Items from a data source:
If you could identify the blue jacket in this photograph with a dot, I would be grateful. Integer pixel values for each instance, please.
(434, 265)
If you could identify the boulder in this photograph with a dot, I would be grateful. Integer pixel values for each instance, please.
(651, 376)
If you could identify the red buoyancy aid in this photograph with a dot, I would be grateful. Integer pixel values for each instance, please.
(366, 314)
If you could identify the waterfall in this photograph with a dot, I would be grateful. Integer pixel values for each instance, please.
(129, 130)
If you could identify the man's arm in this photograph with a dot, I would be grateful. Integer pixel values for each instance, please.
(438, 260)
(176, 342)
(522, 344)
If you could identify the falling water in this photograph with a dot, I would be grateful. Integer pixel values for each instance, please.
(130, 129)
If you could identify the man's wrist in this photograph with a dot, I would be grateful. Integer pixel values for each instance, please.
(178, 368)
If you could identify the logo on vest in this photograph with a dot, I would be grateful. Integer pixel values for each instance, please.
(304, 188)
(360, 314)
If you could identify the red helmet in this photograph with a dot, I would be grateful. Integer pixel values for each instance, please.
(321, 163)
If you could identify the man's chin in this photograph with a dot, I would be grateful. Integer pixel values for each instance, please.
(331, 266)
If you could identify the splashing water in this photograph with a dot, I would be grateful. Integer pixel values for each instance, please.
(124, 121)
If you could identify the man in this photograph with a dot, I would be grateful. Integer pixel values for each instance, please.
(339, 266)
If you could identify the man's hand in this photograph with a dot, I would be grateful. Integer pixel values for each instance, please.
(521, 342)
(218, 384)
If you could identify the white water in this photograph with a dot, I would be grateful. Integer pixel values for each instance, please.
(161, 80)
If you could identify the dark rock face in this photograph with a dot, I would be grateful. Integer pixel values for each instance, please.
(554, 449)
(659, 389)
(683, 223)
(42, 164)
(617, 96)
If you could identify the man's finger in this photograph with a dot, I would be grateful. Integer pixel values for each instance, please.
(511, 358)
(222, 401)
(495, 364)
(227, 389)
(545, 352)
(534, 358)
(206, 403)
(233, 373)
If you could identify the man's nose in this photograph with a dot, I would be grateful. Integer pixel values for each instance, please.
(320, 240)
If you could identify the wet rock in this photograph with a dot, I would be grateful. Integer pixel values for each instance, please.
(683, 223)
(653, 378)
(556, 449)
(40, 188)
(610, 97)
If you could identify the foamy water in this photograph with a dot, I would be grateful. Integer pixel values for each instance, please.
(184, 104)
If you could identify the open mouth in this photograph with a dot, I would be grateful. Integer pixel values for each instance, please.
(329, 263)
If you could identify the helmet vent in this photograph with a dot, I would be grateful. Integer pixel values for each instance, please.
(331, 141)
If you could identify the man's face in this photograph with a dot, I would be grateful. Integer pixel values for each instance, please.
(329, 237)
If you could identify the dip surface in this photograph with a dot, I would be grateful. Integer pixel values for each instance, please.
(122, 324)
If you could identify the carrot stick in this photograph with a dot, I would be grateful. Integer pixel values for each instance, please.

Directions for this task: Can you set out all of the records above as a numbered list, leaving out any blank lines?

Exercise solution:
1. If you could identify the blue jacket in this photograph with a dot, I would be grateful. Integer pixel values for each instance, please.
2. (434, 265)
3. If you could identify the boulder in this photograph with a dot, I would be grateful. Integer pixel values for each instance, please.
4. (651, 376)
5. If you could identify the red buoyancy aid in this photograph with a dot, I would be grateful. Integer pixel values for each instance, please.
6. (366, 314)
7. If you could identify the waterfall in this photograph with a dot, I would be grateful. Integer pixel values for each instance, please.
8. (129, 130)
9. If you could identify the man's arm in this photograph with a dot, I would be grateful. Integer pixel values for each instance, please.
10. (438, 260)
11. (176, 342)
12. (522, 344)
13. If you could identify the falling water in this photograph with a dot, I would be grateful. Integer pixel values for each instance, please.
14. (130, 129)
15. If you could identify the man's wrist in this photograph with a dot, I would be grateful. Integer pixel values for each instance, please.
16. (178, 368)
17. If you could identify the logo on vest in this photograph with a dot, I would be grateful. Integer pixel values for each instance, please.
18. (304, 188)
19. (360, 314)
20. If you could identify the red helmet in this photograph with a dot, I would be grateful. Integer pixel values for each instance, please.
21. (321, 163)
22. If you could identify the man's chin in this photograph with a dot, I would be grateful. Integer pixel values for each instance, please.
23. (331, 266)
24. If you could identify the splashing water in this photograph with a dot, I would be grateful. Integer pixel values for each instance, please.
25. (124, 121)
26. If you could identify the man in this photograph with a dot, I would be grateful. Integer pixel values for each instance, please.
27. (339, 266)
28. If you could identify the man's hand in this photograph with a dot, I would be grateful. Integer pixel values for each instance, please.
29. (521, 342)
30. (218, 384)
31. If you could identify the white water in this photograph with a dot, I would be grateful. Integer pixel values for each instance, please.
32. (161, 80)
33. If you could identify the dark rock face in this photograph with a dot, I would be grateful. Integer pixel values for each instance, please.
34. (554, 449)
35. (659, 389)
36. (683, 223)
37. (42, 164)
38. (617, 96)
39. If you could identify the man's finger in this photograph with a dot, I would be grateful. Integer pixel values for each instance, please.
40. (511, 358)
41. (222, 401)
42. (495, 364)
43. (227, 389)
44. (545, 352)
45. (534, 358)
46. (206, 403)
47. (233, 373)
48. If you could identify the man's nose in this photograph with a dot, I would be grateful. Integer pixel values for each instance, please.
49. (320, 240)
50. If you could identify the wet rock in this photograph with a dot, I would be grateful. Integer pixel values for each instance, please.
51. (683, 223)
52. (653, 378)
53. (556, 449)
54. (40, 188)
55. (610, 97)
56. If you could identify the foamy water in this photograph with a dot, I would be grateful. Integer pixel values for each instance, please.
57. (184, 104)
58. If you could identify the open mouth in this photograph with a dot, I would be grateful. Integer pixel values for each instance, please.
59. (329, 263)
60. If you could identify the helmet vent in this photograph with a dot, I would be grateful. Integer pixel values for each instance, please.
61. (331, 141)
62. If you could identify the man's face in this photograph with a dot, I would be grateful. Integer pixel values for each instance, please.
63. (329, 237)
64. If you could identify the dip surface in this photograph with a dot, I would be grateful. Integer pixel values for each instance, please.
65. (122, 324)
66. If you could identify the carrot stick in this photograph with a dot, I would be grateful. Integer pixel values for each instance, please.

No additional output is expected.